• SELECTION:
= = =
I have dispatched flights where a maintenance issue was discovered during boarding. The engineer estimated a 45-minute repair. The passengers waited. The repair took 90 minutes because the part needed to be sourced from a different location. The flight departed two hours late. Was it frustrating? Absolutely. Was it the right call? Without question.
Here is a real scenario from my experience. We had an aircraft scheduled for a quick turnaround at a Southeast Asian outstation—let us say Manila. During the pre-flight check before the return to Incheon, the crew discovered a warning light issue with one of the bleed air systems. The MEL allowed dispatch with the system inoperative, but with restrictions: we needed to fly at a lower altitude, which increased fuel burn. The lower altitude also meant we could not carry the full passenger load because the fuel requirement increased. I had to quickly recalculate the entire flight plan, determine how many passengers we could carry, coordinate with the station to offload the excess, and re-brief the crew—all while 170 passengers were sitting in the terminal wondering why their flight was delayed.
We departed 75 minutes late with 12 fewer passengers (who were rebooked on the next day’s flight). Every single one of those 158 passengers who did fly arrived safely. That is what a maintenance delay looks like from inside the OCC.
5. Air Traffic Control: The Invisible Traffic Jam
Most passengers have a vague sense that air traffic control (ATC) exists, but few understand how directly ATC can cause delays.
The sky is not an infinite highway. Airways have capacity limits, just like roads. When too many aircraft are scheduled to arrive at an airport during the same window, ATC imposes flow control measures—essentially a metered rate of arrivals. If the airport can handle 40 landings per hour but 55 are scheduled, ATC will delay 15 of those flights at their departure airport. This is called a ground delay program (GDP), and it is why your flight might sit at the gate for 45 minutes with no apparent reason while the weather is clear.
In East Asia, this is particularly common at several airports we operate to regularly:
Tokyo Narita and Haneda are chronically congested. Slot availability is extremely tight, and if you miss your assigned slot by even a few minutes, you can wait an additional 30-60 minutes for the next available window. I have had flights ready to push back at Incheon, only to be held at the gate because Narita ATC pushed our arrival slot back by 40 minutes. We sit and wait—burning no fuel, confusing passengers—because departing on time would just mean holding in the air over Japan at a much higher cost.
Shanghai, Beijing, and Chinese airports in general frequently impose flow control restrictions, often on short notice. Military exercises can close entire sectors of airspace without warning, forcing re-routes that add 30-60 minutes to flight times. Chinese airspace management is significantly less flexible than Japanese or Southeast Asian airspace, and as a flight dispatcher, it is one of the most unpredictable variables I deal with.
Bangkok Suvarnabhumi during peak evening hours experiences arrival congestion that regularly adds 15-20 minutes of holding time. I build this into my fuel planning as a matter of routine for evening Bangkok flights.
6. Airport Operations: What Happens on the Ground Matters
Sometimes the delay has nothing to do with the aircraft, the weather, or the airspace. It is the airport itself.
Ground handling delays include late baggage loading, catering truck delays, refueling delays, and pushback tractor availability. At major airports like Incheon, these are usually well-managed. At smaller outstations in Southeast Asia, ground handling quality can vary significantly. I have seen flights delayed because the ground handler at a regional airport had only one set of air stairs and another aircraft was using them.
= = =
• INFORMATION SHOWN:
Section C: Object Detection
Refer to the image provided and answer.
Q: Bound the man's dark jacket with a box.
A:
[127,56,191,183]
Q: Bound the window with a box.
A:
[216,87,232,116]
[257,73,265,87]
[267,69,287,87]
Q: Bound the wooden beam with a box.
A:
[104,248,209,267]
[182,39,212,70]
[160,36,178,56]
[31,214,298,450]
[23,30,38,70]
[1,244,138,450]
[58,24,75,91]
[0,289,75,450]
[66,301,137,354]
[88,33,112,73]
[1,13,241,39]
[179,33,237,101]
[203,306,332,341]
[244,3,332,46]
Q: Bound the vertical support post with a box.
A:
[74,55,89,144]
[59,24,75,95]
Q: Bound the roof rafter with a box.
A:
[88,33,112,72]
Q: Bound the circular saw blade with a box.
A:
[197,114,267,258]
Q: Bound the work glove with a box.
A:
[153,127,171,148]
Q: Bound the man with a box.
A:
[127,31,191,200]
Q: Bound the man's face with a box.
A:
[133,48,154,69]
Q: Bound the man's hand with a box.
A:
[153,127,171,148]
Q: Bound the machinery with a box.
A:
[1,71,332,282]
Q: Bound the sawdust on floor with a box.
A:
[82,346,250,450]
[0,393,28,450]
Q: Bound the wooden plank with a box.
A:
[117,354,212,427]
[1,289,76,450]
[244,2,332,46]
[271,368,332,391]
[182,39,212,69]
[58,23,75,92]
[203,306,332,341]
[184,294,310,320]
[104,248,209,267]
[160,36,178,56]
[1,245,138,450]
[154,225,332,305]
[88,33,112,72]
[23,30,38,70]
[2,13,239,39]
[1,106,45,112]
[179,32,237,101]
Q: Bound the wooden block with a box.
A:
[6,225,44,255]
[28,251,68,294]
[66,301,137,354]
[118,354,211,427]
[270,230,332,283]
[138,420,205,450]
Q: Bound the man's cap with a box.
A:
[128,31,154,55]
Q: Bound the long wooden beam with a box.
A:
= = =
• PROBLEM SET:
1. Which ground handling delays does the flight delays selection list?
2. Could you write the next part of the selection on flight delays, starting right after its last sentence?

• TASK RESPONSES:
1. Late baggage loading, catering truck delays, refueling delays, and pushback tractor availability.

2.
Airport infrastructure issues also cause delays. Runway closures for maintenance, taxiway congestion, gate unavailability—all of these can add 15-30 minutes that compound through the day’s schedule. During peak season at popular Japanese airports (Osaka Kansai during cherry blossom season, for example), gate availability becomes a real constraint. An arriving flight might have to wait on the taxiway for a gate to open, which delays the turnaround, which delays the next departure.
Immigration and customs backlogs at the destination can also have an indirect effect. If arriving passengers take 90 minutes to clear immigration (not uncommon at certain Southeast Asian airports during peak hours), the aircraft cannot begin its turnaround until the last passenger has deplaned and the cabin is cleared. This pushes the outbound departure behind schedule.
7. “Operational Reasons”: The Truth Behind the Most Hated Delay Code
If I had to pick the single most frustrating thing about airline delay communication, it would be this phrase. “Operational reasons” tells the passenger nothing. And yet, from the airline’s perspective, it is often the most accurate description available.

Here is why. A typical “operational reasons” delay is actually a combination of multiple factors intersecting simultaneously. Let me give you a real example:
A typhoon two days ago disrupted our network. We cancelled 8 flights and diverted 2 aircraft. During the recovery, one aircraft that was supposed to be in Incheon is actually sitting in Fukuoka, because that is where it diverted. We need to ferry it back (an empty flight with no passengers) before it can operate its scheduled service. But the crew that was supposed to fly today’s schedule was part of yesterday’s disrupted operation and exceeded their rest requirements—so they are not available until the afternoon. Meanwhile, the aircraft that was in Fukuoka had a bird strike during the diversion approach, and maintenance needs 4 hours to inspect and clear it.
So: the delay is caused by weather (the typhoon), maintenance (the bird strike inspection), crew (rest requirements), and aircraft positioning (wrong airport)—all at the same time. What code do you put on the departure board? “Operational reasons” is genuinely the most accurate description, because the real answer is “everything.”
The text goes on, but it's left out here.